#### DOCUMENT:
# # # # # # #

Kirk DOES nearly get killed. His plan would've resulted in his death, even if the Enterprise managed to destroy the temple afterwards. The whole concept of this episode was the submissive woman NEEDED to defend herself, and those she cared about. While she was "reluctant", she did realize that Adonais was a bad guy, and she DID make the choice to stand up to her. The way this episode summary is written, the ensign is almost completely ignored, and it's made to look like Kirk saved the day because she didn't want to "betray" Adonais. As I said before, incredibly skewed interpretation of not just the script, but what the production team explicitly said about this show.
Also, it'd be nice if someone could get some part of the quote where the ensign emasculated Adonais at the end.
Seriously, the premise of this episode was centered around physical abusive, specifically mothers in abusive marriages. Cast members say this. The production team said this. :sigh: 188.8.131.52 15:02, 13 January 2009 (UTC)
- Do you have a citation for where the production team/cast/etc state these things? -- sulfur 15:21, 13 January 2009 (UTC)
Besides the absolutely blatant script -- Nichelle Nichols briefly touched on it when she was here in Denver, and I remember reading another from a magazine interview. Which is really why I am asking someone else to do this. Even if you "don't believe me", the fact reminds that the script itself differs more than a little with the synopsis presented on this site. And that alone needs to be fixed besides the comments of the cast/crew that I mentioned earlier. --184.108.40.206 21:01, 13 January 2009 (UTC)

# # # # # # #

#### MATERIAL SUPPLIED:
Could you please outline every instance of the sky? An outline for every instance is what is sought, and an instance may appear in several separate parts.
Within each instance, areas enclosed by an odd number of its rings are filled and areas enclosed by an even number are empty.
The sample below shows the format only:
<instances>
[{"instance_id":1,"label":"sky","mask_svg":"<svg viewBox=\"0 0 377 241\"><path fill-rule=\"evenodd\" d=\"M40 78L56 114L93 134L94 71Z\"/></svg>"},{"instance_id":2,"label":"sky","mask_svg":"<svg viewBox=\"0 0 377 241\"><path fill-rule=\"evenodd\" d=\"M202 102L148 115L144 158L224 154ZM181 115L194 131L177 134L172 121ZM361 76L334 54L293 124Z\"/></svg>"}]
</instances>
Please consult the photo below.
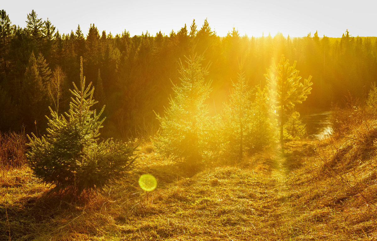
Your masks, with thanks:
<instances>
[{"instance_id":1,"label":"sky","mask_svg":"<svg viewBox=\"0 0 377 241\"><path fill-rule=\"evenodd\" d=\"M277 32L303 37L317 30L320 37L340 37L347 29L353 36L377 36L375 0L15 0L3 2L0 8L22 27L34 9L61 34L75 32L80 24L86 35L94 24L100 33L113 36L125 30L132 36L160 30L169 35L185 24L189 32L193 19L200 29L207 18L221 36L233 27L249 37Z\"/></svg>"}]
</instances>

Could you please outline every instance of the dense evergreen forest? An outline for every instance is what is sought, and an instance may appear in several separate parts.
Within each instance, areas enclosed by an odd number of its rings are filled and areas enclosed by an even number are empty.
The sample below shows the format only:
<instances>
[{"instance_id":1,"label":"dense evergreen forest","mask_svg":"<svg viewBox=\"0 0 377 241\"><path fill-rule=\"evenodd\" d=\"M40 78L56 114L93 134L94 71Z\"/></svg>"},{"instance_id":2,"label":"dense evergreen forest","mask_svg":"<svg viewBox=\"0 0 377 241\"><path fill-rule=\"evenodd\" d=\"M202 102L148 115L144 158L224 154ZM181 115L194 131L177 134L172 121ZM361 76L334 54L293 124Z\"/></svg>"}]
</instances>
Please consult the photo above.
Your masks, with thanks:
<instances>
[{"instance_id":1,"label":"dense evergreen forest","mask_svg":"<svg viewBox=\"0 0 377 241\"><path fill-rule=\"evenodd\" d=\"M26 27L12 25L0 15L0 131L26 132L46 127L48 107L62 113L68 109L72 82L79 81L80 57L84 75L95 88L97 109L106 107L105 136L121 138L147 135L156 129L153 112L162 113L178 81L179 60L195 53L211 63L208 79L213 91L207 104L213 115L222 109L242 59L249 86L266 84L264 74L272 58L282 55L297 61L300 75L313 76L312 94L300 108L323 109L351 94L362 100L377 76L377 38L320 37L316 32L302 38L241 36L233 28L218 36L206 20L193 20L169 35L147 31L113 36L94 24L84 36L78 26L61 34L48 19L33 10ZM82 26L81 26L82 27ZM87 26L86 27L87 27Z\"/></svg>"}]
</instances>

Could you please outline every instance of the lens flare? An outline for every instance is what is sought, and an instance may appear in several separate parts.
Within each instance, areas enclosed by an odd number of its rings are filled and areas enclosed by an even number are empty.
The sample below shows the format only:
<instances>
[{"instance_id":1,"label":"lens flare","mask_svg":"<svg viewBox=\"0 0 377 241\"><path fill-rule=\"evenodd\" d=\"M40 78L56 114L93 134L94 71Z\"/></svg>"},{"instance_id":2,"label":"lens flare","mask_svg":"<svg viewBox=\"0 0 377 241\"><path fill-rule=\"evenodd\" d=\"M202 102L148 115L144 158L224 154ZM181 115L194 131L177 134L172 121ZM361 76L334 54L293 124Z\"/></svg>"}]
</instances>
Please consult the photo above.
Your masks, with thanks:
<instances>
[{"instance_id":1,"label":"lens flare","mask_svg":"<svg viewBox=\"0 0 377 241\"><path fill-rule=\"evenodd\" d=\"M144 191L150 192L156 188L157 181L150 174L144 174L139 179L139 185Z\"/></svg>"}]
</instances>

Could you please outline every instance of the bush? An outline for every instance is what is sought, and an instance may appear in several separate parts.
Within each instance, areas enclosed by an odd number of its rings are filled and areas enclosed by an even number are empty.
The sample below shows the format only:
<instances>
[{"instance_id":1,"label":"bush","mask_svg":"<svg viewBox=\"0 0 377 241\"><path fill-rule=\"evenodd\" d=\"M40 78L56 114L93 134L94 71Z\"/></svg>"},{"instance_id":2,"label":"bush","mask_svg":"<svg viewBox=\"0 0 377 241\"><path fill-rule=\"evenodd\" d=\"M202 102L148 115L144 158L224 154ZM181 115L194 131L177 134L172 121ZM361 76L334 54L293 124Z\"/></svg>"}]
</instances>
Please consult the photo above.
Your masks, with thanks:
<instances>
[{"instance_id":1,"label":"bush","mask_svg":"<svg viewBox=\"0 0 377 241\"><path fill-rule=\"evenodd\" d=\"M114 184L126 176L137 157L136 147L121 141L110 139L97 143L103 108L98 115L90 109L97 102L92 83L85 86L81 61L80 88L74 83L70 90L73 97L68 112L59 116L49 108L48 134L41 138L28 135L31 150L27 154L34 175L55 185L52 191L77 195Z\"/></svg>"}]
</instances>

# # # # # # #

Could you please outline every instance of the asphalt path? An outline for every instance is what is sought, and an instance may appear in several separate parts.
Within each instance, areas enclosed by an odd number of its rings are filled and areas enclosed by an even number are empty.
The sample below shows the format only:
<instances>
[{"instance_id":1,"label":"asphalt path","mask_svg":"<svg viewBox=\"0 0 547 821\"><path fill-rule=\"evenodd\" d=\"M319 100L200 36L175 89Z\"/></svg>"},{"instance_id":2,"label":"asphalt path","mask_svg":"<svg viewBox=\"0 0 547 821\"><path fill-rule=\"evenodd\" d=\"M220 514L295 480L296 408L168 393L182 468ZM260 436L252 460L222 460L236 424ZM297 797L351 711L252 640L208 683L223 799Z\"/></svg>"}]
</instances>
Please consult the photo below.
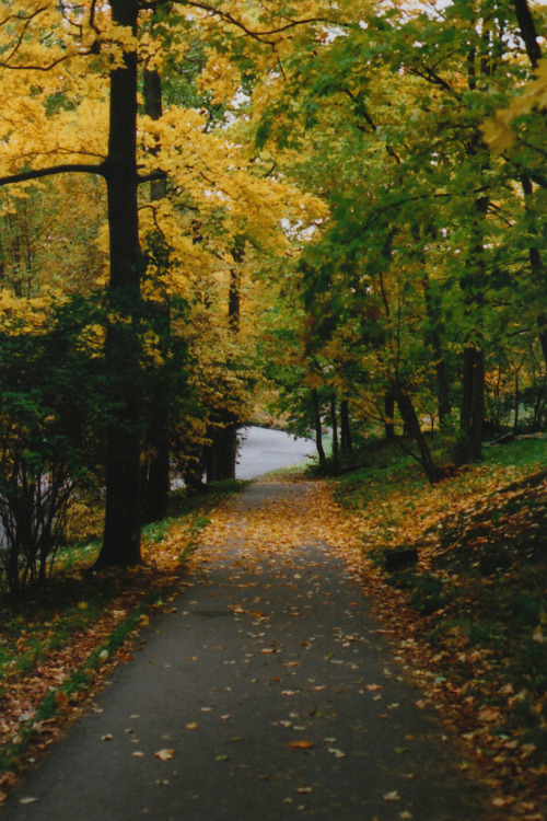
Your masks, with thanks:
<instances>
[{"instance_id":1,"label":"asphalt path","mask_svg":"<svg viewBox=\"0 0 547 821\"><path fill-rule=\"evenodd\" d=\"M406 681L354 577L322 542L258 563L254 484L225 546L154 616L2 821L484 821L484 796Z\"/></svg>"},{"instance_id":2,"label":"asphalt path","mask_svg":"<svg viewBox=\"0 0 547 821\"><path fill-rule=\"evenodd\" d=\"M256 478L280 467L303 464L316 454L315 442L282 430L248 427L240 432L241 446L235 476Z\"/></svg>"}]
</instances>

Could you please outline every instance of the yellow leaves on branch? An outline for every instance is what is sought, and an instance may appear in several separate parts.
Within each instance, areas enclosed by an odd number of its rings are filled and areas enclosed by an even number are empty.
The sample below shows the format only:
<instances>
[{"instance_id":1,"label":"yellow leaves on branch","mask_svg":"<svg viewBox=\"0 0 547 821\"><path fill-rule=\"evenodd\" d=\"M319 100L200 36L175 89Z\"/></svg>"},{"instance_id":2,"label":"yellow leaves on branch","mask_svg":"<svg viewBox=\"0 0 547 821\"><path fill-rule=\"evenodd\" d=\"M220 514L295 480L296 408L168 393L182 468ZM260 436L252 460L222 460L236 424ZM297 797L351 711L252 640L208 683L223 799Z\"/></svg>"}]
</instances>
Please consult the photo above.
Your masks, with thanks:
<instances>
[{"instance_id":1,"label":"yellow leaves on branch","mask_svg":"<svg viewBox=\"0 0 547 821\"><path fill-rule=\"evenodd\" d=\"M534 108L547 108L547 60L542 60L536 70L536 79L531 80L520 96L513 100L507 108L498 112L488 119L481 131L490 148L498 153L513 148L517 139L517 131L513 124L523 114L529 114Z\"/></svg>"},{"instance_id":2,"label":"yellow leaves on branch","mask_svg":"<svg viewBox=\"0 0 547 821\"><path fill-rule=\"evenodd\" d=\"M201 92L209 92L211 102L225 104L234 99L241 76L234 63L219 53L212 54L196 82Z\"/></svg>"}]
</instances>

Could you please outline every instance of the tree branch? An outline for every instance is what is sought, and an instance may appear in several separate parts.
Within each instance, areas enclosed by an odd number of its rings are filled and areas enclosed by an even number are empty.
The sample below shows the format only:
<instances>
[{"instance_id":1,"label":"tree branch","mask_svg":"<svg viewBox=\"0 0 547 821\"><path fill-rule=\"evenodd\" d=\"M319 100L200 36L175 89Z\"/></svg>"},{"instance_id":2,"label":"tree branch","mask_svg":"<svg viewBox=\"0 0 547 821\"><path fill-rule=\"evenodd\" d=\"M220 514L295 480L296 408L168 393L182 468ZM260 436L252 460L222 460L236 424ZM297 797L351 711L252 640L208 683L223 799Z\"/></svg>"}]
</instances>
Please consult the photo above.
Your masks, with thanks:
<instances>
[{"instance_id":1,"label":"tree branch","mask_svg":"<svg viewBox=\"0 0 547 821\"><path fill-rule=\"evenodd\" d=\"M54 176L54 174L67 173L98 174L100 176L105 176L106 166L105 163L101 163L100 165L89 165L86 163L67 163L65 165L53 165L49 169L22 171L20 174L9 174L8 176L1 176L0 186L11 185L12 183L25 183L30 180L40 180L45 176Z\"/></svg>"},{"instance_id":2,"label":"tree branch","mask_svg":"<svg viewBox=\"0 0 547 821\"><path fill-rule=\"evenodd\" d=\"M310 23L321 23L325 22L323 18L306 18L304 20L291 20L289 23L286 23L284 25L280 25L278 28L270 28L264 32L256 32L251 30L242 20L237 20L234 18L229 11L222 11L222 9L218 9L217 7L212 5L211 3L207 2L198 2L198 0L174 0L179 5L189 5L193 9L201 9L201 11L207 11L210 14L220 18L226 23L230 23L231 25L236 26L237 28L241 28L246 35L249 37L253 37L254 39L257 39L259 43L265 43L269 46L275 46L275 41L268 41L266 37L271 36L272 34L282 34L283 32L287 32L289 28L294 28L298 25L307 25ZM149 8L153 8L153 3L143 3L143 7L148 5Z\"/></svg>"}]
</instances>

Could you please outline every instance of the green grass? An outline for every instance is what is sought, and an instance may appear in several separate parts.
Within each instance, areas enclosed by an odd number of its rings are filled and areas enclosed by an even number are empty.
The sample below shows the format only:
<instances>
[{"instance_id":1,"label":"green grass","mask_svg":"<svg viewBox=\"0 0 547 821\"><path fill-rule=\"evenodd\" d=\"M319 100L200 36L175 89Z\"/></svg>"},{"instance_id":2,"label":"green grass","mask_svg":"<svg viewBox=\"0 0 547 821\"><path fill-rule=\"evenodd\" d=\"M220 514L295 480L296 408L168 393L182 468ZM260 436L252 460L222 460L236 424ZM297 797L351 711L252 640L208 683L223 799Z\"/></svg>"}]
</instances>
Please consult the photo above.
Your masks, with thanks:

# # # # # # #

#### TASKS TO CARRY OUT:
1) Do these statements agree with the discussion of the episode summary? Answer yes or no for each, and quote the deciding words.
(a) The first commenter says Kirk nearly gets killed.
(b) Nichelle Nichols is said to have touched on the episode's premise while in Denver.
(c) Sulfur supplies a citation for the production team's statements.
2) Answer these questions from the discussion of the episode summary, each on its own line.
(a) According to the first commenter, what did the ensign realize about Adonais?
(b) Which part of the quote does the commenter want someone to get?
(c) At what time and on what date did sulfur post?
3) Pick up the discussion of the episode summary after its last sentence and continue it.

#### RESULTS BY TASK:
1)
(a) Yes: "Kirk DOES nearly get killed."
(b) Yes: "Nichelle Nichols briefly touched on it when she was here in Denver"
(c) No: "Do you have a citation for where the production team/cast/etc state these things?"

2)
(a) That Adonais was a bad guy.
(b) The part where the ensign emasculated Adonais at the end.
(c) 15:21, 13 January 2009 (UTC).

3)
Search & Autosearch problem Edit
This article suffers from the same problems as the two I wrote about on the What Are Little Girls Made Of Talk Page.
Like Archduk3 did for that page, I made a redirect to bypass one of the two problems. While not actively searching for pages with this problem, I will make a list of all those I come across on that talk page as well. – The preceding unsigned comment was added by *Jasper* (talk • contribs).
- It has been brought up with Wikia staff. We're currently waiting on feedback from them, as it is definitely a bug in the autosearch module. -- sulfur 00:37, January 19, 2010 (UTC)
Nevertheless, it can do very little harm to keep a list of the pages somewhere, even it is only for taking out the redirects once the problem is solved. Also, I copied your comment to the linked talk page in order to keep the discussion/information in one place (it's not the optimal place, but it's the best place I know). I hope you do not mind. *Jasper* 00:41, January 19, 2010 (UTC)
Scott on energy Edit
I've seen this in German and Italian and at one point Scotty informs the captain that Apollo must have an energy facility because "Without energy you can't do anything."
Since this is a really stunning insight for an engineer and in particular for Scott who is always urged to deliver "more energy", I think it's worth quoting. Can anybody please find out the exaxt words in English?
Actually I think it might be the phrase of his life and I'm really astonished that nobody quoted this earlier.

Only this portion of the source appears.